Yang Perlu Dikerjakan
- a) Ketik ulang bagian teks tentang pandangan Abdul Mu’ti mengenai AI, mulai dari "Franklin Foer, dalam" dan terus hingga "karena kurangnya stimulasi.", tanpa perubahan apa pun.
- b) Menurut teks tentang pandangan Abdul Mu’ti mengenai AI, siapakah penulis buku yang beliau rujuk?
- c) Lanjutkan teks tentang pandangan Abdul Mu’ti mengenai AI setelah kalimat terakhir yang tercantum.

Teks Terpilih
§ §
Pandangan kritis Abdul Mu’ti bukanlah tanpa dasar. Beliau merujuk pada sebuah buku berpengaruh berjudul “World Without Mind: The Existential Threat of Big Tech” yang ditulis oleh Franklin Foer. Buku ini secara spesifik mengupas dampak destruktif dari dominasi perusahaan teknologi raksasa dan bagaimana algoritma mereka, termasuk AI, dapat mengancam otonomi berpikir manusia.

“Di situ kita melihat bahwa, penggunaan teknologi digital termasuk sekarang AI itu, seringkali tidak membuat manusia semakin arif dan bijaksana, dia tidak semakin cerdas tapi semakin culas,” imbuh Abdul Mu’ti, memperkuat argumennya dengan merujuk pada analisis Foer.

Franklin Foer, dalam karyanya, menguraikan dua gejala utama mengapa ketergantungan pada teknologi digital justru dapat mengurangi kecerdasan dan kebijaksanaan manusia:

  1. Erosi Berpikir Kritis dan Analitis: Ketika algoritma AI semakin pintar dalam memproses informasi dan membuat rekomendasi, manusia cenderung menjadi pasif dan kurang berlatih dalam berpikir secara mandiri. Proses mental yang kompleks seperti analisis mendalam, sintesis ide, dan pengambilan keputusan berdasarkan pertimbangan multi-aspek menjadi terdegradasi. Akal sehat, yang terbentuk dari pengalaman dan refleksi, terancam mati karena kurangnya stimulasi.
  1. Pembatasan Perspektif dan Polarisasi Informasi: Algoritma AI seringkali dirancang untuk memberikan informasi yang paling relevan atau sesuai dengan preferensi pengguna (personalisasi). Meskipun tujuannya baik, ini dapat menciptakan “filter bubble” atau “echo chamber” di mana individu hanya terpapar pada pandangan yang memperkuat keyakinan mereka sendiri. Akibatnya, kemampuan untuk memahami sudut pandang berbeda, berpikir secara inklusif, dan mengembangkan empati menjadi terhambat, yang pada gilirannya dapat membuat manusia menjadi lebih “culas” dalam berinteraksi sosial.
§ §
Data yang Diberikan
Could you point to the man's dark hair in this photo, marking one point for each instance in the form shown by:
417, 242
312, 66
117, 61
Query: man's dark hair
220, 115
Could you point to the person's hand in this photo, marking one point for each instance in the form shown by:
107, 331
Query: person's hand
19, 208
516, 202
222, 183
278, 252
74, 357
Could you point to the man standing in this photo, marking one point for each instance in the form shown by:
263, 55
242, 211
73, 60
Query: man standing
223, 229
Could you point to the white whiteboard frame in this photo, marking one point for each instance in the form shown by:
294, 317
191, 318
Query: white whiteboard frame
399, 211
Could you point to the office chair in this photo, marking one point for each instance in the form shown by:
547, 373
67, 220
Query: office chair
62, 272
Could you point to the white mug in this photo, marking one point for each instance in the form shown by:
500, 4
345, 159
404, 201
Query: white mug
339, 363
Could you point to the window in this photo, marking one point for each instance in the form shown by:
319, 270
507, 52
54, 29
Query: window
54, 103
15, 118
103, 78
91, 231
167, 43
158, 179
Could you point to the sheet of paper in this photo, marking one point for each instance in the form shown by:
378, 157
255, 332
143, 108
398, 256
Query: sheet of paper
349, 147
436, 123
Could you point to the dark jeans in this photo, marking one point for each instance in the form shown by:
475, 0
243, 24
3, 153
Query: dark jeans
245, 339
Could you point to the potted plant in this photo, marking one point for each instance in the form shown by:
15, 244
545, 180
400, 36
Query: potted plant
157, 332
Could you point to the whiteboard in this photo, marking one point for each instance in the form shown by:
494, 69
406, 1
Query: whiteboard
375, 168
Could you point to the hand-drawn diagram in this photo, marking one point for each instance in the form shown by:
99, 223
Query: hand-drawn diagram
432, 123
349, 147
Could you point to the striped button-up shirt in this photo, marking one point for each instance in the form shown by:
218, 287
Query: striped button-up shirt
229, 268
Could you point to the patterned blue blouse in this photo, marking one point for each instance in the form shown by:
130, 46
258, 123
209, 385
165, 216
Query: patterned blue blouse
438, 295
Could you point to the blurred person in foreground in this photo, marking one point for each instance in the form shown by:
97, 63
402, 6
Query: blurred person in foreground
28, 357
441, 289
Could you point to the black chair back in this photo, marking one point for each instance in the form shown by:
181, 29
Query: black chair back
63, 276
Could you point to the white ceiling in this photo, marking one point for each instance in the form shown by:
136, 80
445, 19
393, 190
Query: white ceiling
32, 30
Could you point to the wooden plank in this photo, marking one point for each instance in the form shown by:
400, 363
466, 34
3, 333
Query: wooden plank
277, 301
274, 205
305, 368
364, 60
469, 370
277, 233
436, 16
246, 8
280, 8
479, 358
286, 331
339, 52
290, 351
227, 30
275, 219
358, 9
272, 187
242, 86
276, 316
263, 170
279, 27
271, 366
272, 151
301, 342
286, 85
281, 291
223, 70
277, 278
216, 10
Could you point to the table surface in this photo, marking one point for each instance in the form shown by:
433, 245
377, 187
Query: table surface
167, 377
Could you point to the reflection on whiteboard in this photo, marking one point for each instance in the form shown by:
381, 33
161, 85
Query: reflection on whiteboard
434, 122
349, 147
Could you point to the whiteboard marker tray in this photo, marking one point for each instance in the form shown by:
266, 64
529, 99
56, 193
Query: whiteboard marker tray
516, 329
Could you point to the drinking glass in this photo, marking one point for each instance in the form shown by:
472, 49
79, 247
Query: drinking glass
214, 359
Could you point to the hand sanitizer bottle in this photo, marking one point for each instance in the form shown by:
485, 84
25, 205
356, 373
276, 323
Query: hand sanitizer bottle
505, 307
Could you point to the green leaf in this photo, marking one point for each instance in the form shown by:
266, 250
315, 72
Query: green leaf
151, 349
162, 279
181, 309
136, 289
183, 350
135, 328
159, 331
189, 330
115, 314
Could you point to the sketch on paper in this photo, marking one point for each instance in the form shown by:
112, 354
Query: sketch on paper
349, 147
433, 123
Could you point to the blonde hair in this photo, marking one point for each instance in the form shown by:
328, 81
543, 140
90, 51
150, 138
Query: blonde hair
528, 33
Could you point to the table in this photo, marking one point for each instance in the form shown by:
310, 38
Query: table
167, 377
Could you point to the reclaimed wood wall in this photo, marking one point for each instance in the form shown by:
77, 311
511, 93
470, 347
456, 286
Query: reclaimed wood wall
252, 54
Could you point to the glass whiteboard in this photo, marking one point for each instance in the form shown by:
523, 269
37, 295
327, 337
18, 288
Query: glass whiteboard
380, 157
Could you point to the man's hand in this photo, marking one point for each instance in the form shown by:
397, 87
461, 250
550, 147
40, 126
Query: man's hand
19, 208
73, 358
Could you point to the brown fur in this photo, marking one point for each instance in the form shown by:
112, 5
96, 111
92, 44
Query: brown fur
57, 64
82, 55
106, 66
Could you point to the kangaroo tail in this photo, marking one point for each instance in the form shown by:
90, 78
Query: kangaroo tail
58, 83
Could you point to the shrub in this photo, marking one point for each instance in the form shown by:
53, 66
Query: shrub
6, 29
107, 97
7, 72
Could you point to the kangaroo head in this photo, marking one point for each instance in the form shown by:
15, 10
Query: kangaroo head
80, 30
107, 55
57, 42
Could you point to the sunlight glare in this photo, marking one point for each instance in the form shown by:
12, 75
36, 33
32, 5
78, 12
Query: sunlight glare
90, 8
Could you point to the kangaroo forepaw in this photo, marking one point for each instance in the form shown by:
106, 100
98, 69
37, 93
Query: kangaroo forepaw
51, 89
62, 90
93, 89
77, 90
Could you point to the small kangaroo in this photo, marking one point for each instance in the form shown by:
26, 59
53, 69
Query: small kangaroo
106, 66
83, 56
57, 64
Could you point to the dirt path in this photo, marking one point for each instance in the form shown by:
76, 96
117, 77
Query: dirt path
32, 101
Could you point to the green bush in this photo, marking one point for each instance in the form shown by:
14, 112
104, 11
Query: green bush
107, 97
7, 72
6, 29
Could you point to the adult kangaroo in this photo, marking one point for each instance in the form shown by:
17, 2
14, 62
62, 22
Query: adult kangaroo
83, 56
§ §
Jawaban
- a)
Franklin Foer, dalam karyanya, menguraikan dua gejala utama mengapa ketergantungan pada teknologi digital justru dapat mengurangi kecerdasan dan kebijaksanaan manusia:

  1. Erosi Berpikir Kritis dan Analitis: Ketika algoritma AI semakin pintar dalam memproses informasi dan membuat rekomendasi, manusia cenderung menjadi pasif dan kurang berlatih dalam berpikir secara mandiri. Proses mental yang kompleks seperti analisis mendalam, sintesis ide, dan pengambilan keputusan berdasarkan pertimbangan multi-aspek menjadi terdegradasi. Akal sehat, yang terbentuk dari pengalaman dan refleksi, terancam mati karena kurangnya stimulasi.

- b) Franklin Foer.

- c)
Perdebatan antara Gibran dan Abdul Mu’ti ini merefleksikan dilema global tentang bagaimana menyeimbangkan kemajuan teknologi dengan pengembangan kualitas manusia. Apakah pendidikan harus sepenuhnya berorientasi pada penguasaan AI, ataukah harus lebih menekankan pada pengembangan kemampuan berpikir kritis, moral, dan etika yang tidak dapat digantikan oleh mesin?

Meskipun potensi AI dalam personalisasi pembelajaran, efisiensi administrasi, dan akses pengetahuan tak terbatas sangat besar, peringatan dari Abdul Mu’ti ini menjadi pengingat krusial bahwa kita tidak boleh mengabaikan potensi bahaya. Implementasi AI dalam pendidikan harus dibarengi dengan strategi yang kuat untuk menjaga dan mengasah akal sehat, moralitas, dan kebijaksanaan siswa. 

Diskusi ini diharapkan dapat menghasilkan kerangka kurikulum yang tidak hanya memanfaatkan kecanggihan AI, tetapi juga memastikan bahwa generasi mendatang tetap menjadi manusia yang cerdas, arif, dan bertanggung jawab.